> Set task:
From the data listing below, list every line that contains the string "lake".

(Data listing)
==============================

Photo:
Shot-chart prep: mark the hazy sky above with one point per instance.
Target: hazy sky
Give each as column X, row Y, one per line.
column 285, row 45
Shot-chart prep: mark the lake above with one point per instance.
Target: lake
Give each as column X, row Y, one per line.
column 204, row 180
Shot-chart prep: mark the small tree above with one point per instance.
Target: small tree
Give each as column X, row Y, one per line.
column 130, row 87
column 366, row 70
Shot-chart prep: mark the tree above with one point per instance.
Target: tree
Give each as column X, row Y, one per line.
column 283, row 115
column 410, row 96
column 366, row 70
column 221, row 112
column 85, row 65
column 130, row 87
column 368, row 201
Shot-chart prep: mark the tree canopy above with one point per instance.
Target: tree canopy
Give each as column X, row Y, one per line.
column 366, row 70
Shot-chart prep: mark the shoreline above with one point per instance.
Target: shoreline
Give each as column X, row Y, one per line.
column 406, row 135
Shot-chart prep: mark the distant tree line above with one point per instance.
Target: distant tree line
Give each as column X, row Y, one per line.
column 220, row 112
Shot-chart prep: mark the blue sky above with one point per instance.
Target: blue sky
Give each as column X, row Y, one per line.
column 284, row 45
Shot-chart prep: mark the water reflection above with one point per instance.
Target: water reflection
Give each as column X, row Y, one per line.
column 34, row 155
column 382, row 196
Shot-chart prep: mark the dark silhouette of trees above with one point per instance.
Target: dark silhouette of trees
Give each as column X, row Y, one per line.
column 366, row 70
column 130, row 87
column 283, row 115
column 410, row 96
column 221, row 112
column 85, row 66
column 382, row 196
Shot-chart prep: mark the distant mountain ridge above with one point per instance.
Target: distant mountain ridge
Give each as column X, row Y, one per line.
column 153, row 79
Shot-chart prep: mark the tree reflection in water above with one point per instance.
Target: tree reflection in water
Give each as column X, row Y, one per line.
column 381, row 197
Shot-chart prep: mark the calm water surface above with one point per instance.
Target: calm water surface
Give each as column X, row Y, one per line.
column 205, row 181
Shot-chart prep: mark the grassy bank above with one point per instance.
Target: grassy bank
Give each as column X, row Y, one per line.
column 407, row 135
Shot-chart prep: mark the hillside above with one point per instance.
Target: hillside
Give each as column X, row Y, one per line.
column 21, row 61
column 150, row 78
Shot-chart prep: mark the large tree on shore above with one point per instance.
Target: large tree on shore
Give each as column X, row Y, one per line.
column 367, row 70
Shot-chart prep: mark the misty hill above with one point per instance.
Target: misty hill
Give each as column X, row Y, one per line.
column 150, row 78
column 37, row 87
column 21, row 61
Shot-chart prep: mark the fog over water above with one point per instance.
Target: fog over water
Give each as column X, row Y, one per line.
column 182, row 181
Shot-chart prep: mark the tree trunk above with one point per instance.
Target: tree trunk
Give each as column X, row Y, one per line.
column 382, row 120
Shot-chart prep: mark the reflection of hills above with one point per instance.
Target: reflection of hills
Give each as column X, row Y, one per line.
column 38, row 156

==============================

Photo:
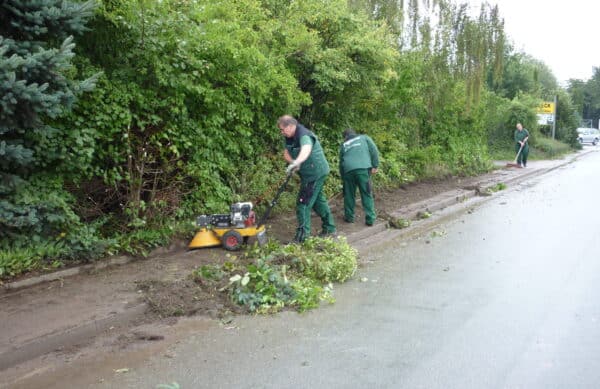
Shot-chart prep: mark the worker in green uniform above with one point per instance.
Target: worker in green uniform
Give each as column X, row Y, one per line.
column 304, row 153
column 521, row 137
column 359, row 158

==============================

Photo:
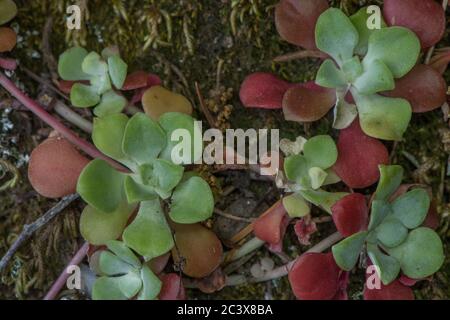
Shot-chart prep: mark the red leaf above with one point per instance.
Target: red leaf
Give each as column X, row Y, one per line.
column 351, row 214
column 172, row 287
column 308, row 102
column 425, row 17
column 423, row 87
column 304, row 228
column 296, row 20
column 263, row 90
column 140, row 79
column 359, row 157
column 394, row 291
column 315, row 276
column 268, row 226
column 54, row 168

==============================

> Result for this exercise:
Shot-chart prep: mark the lake above with one point per instance.
Target: lake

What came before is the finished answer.